Source document ->

---

Review Summary: Fuck your prog rock

because it’s barnstorming noise-punk with sax. Limited Express (has gone?) spent the majority of their longstanding residency of the Kansai punk scene as a good band on the cusp of greatness, but after a generous number of just-decent offerings they evidently thought it high time to level the fuck up. Perfect Me (2019) sees them churn out a large proportion of their best tracks to date, introduce hexen woodwind blasts to their sound, and see off that extra mile like yesterday’s asagohan. No sleight on their past work; that brand of noise-rock-punk is a noble one and with such a prominent groove emphasis that it occasionally verges on hip-hop, they play it well. Too well, perhaps. Ever since the terrific psych-noiz jams of their debut Feeds You (2003), their output has been a little too repetitive and predictable for my liking; those grooves carry themselves, but they don’t leave scratches.

Perfect Me is different. It will scratch you. It bops like an electric jazzcat on heat. It’s a revitalisation, almost certainly the freshest, tightest, meanest album LE(hg?) have made to date, and it ain’t just thanks to the sax. The band’s writing and pacing here are bloody excellent, shifting gears at the drop of the hat within and without individual tracks, while they dish out bombast and brimstone performances every step of the way. Their foundation is watertight enough that the sax’s role is fairly superficial, if highly gratifying; it never carries the arrangement, but is always on hand to intensify whatever momentary noisewarp is going down, or to accentuate whichever song with an unlikely melodic sparkage. It is a secret weapon but not secret: it is loud and you will love it.

---

Available data ->

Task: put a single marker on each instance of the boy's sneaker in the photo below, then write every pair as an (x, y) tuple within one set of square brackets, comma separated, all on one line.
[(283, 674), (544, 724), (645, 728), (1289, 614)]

---

Required actions ->
**A.** In the Perfect Me review, what was the title and year of Limited Express's debut album?
**B.** Do these statements agree with the Perfect Me review? Answer yes or no for each, quoting the deciding words. (i) Perfect Me came out in 2019. (ii) The sax carries the arrangement on Perfect Me. (iii) The reviewer found the band's output after its debut too predictable.
**C.** Pick up the Perfect Me review where it stops and keep writing.

Exercise results ->
**A.** Feeds You (2003).

**B.** (i) Yes: "Perfect Me (2019)". (ii) No: "it never carries the arrangement". (iii) Yes: "their output has been a little too repetitive and predictable for my liking".

**C.**
The tracklist is consequentially awesome, incendiary entry’s distinct valence resonating over the album’s spartan runtime. Some are straightforward rippers (“LIE DETECTOR says TRUE”), some kick off into volatile funk-punk grooves (“Formation”), others lean all the way back into lip-curlin’ dub (“Chirakaru (Go to Mess)”), and then there are the polecat facemelters where off-kilter hardcore gets turned up to fuckin full and main girl Yukari smashes her marbles all over whatever scattergun hirajoshi noise bullshit and everything is beautiful (“New Dream (Bond Girl)”). It’s not quite perfect; while proficient and enjoyable in their right, I don’t think the dub tracks show as much flair as the scorchers. “Useless” is a particular offender to this end, and it’s testament to the album’s speedball commitment that one three-minute track can feel like such a significant lull.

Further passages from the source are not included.